## JOB
Select each line in the listing that contains the word "shield".

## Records
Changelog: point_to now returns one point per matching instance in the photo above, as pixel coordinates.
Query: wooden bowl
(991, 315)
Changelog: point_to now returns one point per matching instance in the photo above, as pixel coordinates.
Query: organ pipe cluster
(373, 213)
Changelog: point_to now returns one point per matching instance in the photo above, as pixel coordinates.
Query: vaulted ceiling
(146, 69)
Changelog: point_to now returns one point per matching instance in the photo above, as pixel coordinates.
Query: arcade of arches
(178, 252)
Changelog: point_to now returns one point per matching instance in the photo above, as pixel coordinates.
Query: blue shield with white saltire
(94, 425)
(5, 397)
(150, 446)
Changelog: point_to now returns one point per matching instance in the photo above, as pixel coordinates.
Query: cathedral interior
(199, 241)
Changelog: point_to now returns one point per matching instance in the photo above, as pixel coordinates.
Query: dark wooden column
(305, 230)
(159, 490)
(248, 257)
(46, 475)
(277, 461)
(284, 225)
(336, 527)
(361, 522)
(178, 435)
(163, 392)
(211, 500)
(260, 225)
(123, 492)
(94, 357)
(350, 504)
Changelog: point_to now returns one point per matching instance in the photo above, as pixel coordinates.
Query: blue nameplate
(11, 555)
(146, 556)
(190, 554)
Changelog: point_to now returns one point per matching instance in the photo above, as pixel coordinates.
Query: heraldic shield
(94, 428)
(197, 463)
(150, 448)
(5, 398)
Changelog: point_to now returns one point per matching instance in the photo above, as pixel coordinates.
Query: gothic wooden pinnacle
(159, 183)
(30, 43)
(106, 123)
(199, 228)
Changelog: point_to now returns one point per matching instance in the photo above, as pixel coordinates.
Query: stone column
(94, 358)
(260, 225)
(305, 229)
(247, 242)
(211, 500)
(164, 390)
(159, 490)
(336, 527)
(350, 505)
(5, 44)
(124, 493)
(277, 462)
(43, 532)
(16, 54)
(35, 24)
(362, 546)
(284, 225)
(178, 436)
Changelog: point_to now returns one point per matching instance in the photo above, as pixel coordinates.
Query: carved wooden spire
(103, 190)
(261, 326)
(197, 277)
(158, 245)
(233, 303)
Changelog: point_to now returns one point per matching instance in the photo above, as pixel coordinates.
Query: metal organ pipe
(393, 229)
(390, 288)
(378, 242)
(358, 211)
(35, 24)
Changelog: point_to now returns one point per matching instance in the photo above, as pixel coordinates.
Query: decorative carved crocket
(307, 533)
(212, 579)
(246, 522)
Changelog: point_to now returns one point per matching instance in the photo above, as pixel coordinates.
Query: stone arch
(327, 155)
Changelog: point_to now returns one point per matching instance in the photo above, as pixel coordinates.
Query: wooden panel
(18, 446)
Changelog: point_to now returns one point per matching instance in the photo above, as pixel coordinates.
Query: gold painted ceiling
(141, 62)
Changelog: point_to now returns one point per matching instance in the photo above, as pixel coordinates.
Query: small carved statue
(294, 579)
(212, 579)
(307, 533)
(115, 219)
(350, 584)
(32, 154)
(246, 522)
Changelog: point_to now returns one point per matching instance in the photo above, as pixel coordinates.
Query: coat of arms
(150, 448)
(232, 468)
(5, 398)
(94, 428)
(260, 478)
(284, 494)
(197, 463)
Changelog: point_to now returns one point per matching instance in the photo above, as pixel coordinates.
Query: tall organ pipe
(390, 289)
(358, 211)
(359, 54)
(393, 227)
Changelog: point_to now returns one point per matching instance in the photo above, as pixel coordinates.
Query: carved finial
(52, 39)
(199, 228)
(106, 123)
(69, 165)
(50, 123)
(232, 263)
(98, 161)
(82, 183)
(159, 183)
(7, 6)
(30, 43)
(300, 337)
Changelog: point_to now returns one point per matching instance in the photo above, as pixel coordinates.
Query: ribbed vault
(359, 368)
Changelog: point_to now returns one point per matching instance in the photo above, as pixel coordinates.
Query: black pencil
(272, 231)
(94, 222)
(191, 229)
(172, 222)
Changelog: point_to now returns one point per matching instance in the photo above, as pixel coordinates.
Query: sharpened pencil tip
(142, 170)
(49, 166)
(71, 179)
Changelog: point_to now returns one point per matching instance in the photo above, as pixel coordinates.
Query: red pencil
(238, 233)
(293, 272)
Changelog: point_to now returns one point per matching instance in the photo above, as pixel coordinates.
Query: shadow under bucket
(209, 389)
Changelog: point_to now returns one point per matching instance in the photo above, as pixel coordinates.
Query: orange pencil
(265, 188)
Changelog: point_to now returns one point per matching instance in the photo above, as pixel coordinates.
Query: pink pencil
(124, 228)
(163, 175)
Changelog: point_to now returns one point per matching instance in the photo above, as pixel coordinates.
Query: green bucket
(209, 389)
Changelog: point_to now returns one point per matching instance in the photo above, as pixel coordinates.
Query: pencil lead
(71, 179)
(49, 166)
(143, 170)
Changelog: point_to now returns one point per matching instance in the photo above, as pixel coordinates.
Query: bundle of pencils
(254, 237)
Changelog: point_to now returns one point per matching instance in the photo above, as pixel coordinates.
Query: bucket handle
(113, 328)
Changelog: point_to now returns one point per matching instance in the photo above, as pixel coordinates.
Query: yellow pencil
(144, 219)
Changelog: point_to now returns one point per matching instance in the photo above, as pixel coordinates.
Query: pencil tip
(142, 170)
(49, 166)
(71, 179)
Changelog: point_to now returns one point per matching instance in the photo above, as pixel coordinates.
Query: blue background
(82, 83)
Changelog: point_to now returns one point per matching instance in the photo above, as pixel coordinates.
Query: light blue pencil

## WRITTEN RESPONSE
Query: blue shield with white saltire
Query: heraldic shield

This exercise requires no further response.